Given data:
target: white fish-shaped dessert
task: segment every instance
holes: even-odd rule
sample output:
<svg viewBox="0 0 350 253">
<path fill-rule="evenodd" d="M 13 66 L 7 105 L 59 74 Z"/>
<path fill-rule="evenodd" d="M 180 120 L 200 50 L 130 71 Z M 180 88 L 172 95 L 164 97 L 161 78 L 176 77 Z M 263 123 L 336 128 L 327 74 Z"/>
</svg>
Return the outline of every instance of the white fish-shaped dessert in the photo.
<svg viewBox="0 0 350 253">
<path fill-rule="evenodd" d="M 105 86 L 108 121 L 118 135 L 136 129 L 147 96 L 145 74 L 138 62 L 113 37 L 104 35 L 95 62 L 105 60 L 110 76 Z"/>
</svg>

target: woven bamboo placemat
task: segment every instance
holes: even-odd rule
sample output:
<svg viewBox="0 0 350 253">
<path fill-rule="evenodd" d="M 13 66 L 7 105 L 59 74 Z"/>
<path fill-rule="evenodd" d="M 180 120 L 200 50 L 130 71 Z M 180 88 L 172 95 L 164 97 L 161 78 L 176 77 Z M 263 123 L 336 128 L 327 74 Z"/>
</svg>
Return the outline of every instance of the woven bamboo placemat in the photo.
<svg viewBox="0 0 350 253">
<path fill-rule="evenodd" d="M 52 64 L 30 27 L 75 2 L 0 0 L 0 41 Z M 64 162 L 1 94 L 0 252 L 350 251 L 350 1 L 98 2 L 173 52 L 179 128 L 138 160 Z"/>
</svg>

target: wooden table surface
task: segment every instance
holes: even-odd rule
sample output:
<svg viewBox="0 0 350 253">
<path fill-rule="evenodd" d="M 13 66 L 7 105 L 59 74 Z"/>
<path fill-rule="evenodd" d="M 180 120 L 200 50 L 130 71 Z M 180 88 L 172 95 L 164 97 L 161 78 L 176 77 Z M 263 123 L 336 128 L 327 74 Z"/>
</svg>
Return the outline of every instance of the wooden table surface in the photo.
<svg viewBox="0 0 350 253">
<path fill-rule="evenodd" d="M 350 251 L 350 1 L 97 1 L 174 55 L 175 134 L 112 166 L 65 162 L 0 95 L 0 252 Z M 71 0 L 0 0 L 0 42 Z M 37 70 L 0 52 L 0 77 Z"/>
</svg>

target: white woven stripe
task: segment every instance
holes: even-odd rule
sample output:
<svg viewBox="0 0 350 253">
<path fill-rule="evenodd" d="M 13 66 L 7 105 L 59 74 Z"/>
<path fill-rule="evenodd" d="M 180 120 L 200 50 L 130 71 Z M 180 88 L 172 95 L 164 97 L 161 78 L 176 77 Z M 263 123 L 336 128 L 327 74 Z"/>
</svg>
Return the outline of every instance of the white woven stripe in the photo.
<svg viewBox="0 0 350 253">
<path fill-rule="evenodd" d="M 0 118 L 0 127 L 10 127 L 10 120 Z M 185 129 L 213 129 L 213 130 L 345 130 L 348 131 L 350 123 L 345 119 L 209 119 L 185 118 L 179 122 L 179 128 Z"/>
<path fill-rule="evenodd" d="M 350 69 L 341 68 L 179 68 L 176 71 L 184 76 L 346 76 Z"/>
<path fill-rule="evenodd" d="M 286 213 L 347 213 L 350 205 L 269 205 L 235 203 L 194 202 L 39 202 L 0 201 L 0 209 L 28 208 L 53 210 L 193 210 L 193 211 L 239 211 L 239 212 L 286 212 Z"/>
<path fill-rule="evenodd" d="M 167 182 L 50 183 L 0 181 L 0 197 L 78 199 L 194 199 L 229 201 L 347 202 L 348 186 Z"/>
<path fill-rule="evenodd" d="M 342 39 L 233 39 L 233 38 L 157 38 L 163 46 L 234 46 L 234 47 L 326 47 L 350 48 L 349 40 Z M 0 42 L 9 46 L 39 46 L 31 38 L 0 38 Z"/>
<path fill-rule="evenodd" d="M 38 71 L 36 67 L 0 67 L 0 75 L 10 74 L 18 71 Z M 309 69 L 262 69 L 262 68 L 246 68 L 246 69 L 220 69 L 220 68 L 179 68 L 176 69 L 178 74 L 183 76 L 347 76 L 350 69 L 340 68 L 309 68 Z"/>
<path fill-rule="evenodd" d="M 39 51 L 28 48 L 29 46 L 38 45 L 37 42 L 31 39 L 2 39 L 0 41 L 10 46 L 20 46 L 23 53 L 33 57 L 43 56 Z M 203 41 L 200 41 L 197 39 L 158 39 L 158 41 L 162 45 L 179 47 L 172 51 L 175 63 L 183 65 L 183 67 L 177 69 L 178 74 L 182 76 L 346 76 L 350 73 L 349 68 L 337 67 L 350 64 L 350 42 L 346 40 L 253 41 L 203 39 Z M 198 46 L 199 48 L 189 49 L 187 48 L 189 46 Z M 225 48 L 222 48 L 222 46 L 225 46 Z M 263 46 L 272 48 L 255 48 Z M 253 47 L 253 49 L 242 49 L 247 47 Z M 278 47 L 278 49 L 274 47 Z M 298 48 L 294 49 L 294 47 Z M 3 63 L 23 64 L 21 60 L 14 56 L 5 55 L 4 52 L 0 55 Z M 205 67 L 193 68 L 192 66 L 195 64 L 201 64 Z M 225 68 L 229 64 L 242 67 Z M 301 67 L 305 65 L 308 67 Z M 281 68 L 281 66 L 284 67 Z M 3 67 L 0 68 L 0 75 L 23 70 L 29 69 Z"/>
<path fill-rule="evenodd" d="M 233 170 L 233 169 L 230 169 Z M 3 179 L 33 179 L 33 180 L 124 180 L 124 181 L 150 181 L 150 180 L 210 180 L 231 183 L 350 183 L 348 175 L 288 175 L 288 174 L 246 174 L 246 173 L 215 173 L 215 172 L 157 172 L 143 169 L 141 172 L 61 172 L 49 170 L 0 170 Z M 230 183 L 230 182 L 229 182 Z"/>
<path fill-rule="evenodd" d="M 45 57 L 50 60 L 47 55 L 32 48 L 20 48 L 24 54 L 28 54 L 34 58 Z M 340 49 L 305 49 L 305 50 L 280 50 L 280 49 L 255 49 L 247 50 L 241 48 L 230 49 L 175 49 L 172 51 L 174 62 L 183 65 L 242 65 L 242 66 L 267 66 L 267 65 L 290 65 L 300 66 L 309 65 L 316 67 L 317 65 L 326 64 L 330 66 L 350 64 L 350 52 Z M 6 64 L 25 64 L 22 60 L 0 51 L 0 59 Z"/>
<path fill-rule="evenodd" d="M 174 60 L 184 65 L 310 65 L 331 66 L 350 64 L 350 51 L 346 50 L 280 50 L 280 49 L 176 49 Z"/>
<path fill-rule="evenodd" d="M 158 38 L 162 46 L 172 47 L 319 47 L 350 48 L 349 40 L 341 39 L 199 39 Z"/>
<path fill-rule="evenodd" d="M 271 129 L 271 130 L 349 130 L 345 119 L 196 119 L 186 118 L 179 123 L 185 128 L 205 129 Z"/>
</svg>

Directions for this task:
Please rewrite these lines with every "sample output" changed to "reference output" and nothing else altered.

Task solution:
target: white fish-shaped dessert
task: segment every instance
holes: even-odd rule
reference output:
<svg viewBox="0 0 350 253">
<path fill-rule="evenodd" d="M 13 66 L 7 105 L 59 74 Z"/>
<path fill-rule="evenodd" d="M 180 120 L 200 50 L 130 71 Z M 180 88 L 172 95 L 164 97 L 161 78 L 176 77 Z M 263 123 L 336 128 L 327 74 Z"/>
</svg>
Return the outline of every instance of the white fish-shaped dessert in the photo.
<svg viewBox="0 0 350 253">
<path fill-rule="evenodd" d="M 105 86 L 108 121 L 118 135 L 136 129 L 147 96 L 145 74 L 138 62 L 113 37 L 104 35 L 95 62 L 105 60 L 110 76 Z"/>
</svg>

target: woven bamboo placemat
task: segment every instance
holes: even-odd rule
reference output:
<svg viewBox="0 0 350 253">
<path fill-rule="evenodd" d="M 13 66 L 7 105 L 59 74 Z"/>
<path fill-rule="evenodd" d="M 180 120 L 200 50 L 130 71 Z M 180 88 L 172 95 L 164 97 L 161 78 L 176 77 Z M 263 123 L 336 128 L 327 74 Z"/>
</svg>
Return the outline of every instance of the woven bamboo placemat in the photo.
<svg viewBox="0 0 350 253">
<path fill-rule="evenodd" d="M 52 64 L 30 27 L 75 2 L 0 0 L 0 41 Z M 64 162 L 1 94 L 0 252 L 350 251 L 350 1 L 98 2 L 173 52 L 179 128 L 138 160 Z"/>
</svg>

target: wooden table surface
task: segment every instance
holes: even-odd rule
reference output:
<svg viewBox="0 0 350 253">
<path fill-rule="evenodd" d="M 13 66 L 7 105 L 59 74 Z"/>
<path fill-rule="evenodd" d="M 180 120 L 200 50 L 130 71 Z M 180 88 L 172 95 L 164 97 L 161 78 L 176 77 Z M 263 123 L 336 128 L 327 74 Z"/>
</svg>
Return the outline of every instance of the wooden table surface in the photo.
<svg viewBox="0 0 350 253">
<path fill-rule="evenodd" d="M 350 251 L 350 1 L 97 1 L 174 55 L 175 134 L 112 166 L 65 162 L 0 95 L 0 252 Z M 71 0 L 0 0 L 0 42 Z M 37 70 L 0 52 L 0 77 Z"/>
</svg>

target: white woven stripe
task: segment every instance
holes: even-odd rule
reference output:
<svg viewBox="0 0 350 253">
<path fill-rule="evenodd" d="M 13 66 L 7 105 L 59 74 Z"/>
<path fill-rule="evenodd" d="M 180 120 L 200 50 L 130 71 Z M 180 88 L 172 95 L 164 97 L 161 78 L 176 77 Z M 263 123 L 336 128 L 327 74 Z"/>
</svg>
Return the outline of every instance of the white woven stripe in the photo.
<svg viewBox="0 0 350 253">
<path fill-rule="evenodd" d="M 0 118 L 0 127 L 10 127 L 10 120 Z M 185 129 L 213 129 L 213 130 L 345 130 L 348 131 L 350 123 L 345 119 L 209 119 L 185 118 L 179 122 L 179 128 Z"/>
<path fill-rule="evenodd" d="M 350 69 L 341 68 L 179 68 L 176 71 L 184 76 L 346 76 Z"/>
<path fill-rule="evenodd" d="M 286 213 L 347 213 L 350 205 L 269 205 L 235 203 L 194 202 L 39 202 L 0 201 L 0 209 L 28 208 L 53 210 L 193 210 L 193 211 L 239 211 L 239 212 L 286 212 Z"/>
<path fill-rule="evenodd" d="M 167 182 L 50 183 L 0 181 L 0 197 L 78 199 L 194 199 L 229 201 L 347 202 L 348 186 Z"/>
<path fill-rule="evenodd" d="M 342 39 L 233 39 L 233 38 L 157 38 L 163 46 L 234 46 L 234 47 L 326 47 L 350 48 L 349 40 Z M 0 42 L 9 46 L 39 46 L 31 38 L 0 38 Z"/>
<path fill-rule="evenodd" d="M 38 71 L 36 67 L 0 67 L 0 75 L 10 74 L 18 71 Z M 309 69 L 262 69 L 262 68 L 246 68 L 246 69 L 220 69 L 220 68 L 179 68 L 176 69 L 178 74 L 183 76 L 347 76 L 350 69 L 340 68 L 309 68 Z"/>
<path fill-rule="evenodd" d="M 39 51 L 28 48 L 29 46 L 38 45 L 37 42 L 31 39 L 2 39 L 0 41 L 10 46 L 20 46 L 23 53 L 33 57 L 43 56 Z M 203 41 L 200 41 L 197 39 L 158 39 L 158 41 L 162 45 L 179 47 L 172 51 L 175 63 L 183 65 L 183 67 L 177 69 L 178 74 L 182 76 L 346 76 L 350 73 L 349 68 L 337 67 L 350 64 L 350 42 L 346 40 L 253 41 L 203 39 Z M 198 46 L 199 48 L 189 49 L 187 48 L 189 46 Z M 225 48 L 222 48 L 222 46 L 225 46 Z M 263 46 L 272 48 L 255 48 Z M 253 47 L 253 49 L 242 49 L 247 47 Z M 278 47 L 278 49 L 274 47 Z M 298 48 L 294 49 L 294 47 Z M 3 63 L 23 64 L 21 60 L 14 56 L 5 55 L 4 52 L 0 55 Z M 205 67 L 193 68 L 192 66 L 195 64 L 201 64 Z M 225 68 L 229 64 L 242 67 Z M 301 67 L 305 65 L 308 67 Z M 281 68 L 281 66 L 284 67 Z M 3 67 L 0 68 L 0 75 L 23 70 L 29 69 Z"/>
<path fill-rule="evenodd" d="M 233 170 L 233 169 L 230 169 Z M 3 179 L 33 179 L 33 180 L 124 180 L 124 181 L 150 181 L 150 180 L 210 180 L 231 183 L 350 183 L 348 175 L 288 175 L 288 174 L 246 174 L 246 173 L 215 173 L 215 172 L 157 172 L 143 169 L 141 172 L 61 172 L 49 170 L 0 170 Z M 230 183 L 230 182 L 229 182 Z"/>
<path fill-rule="evenodd" d="M 45 57 L 50 60 L 47 55 L 32 48 L 20 48 L 24 54 L 28 54 L 34 58 Z M 340 49 L 305 49 L 305 50 L 280 50 L 280 49 L 255 49 L 247 50 L 241 48 L 230 49 L 175 49 L 172 51 L 174 62 L 183 65 L 242 65 L 242 66 L 267 66 L 267 65 L 290 65 L 300 66 L 309 65 L 316 67 L 317 65 L 326 64 L 330 66 L 350 64 L 350 52 Z M 6 64 L 25 64 L 22 60 L 0 51 L 0 59 Z"/>
<path fill-rule="evenodd" d="M 174 60 L 184 65 L 310 65 L 331 66 L 350 64 L 350 51 L 346 50 L 280 50 L 280 49 L 176 49 Z"/>
<path fill-rule="evenodd" d="M 158 38 L 162 46 L 172 47 L 319 47 L 350 48 L 349 40 L 341 39 L 199 39 Z"/>
<path fill-rule="evenodd" d="M 271 129 L 271 130 L 349 130 L 345 119 L 196 119 L 186 118 L 179 123 L 185 128 L 205 129 Z"/>
</svg>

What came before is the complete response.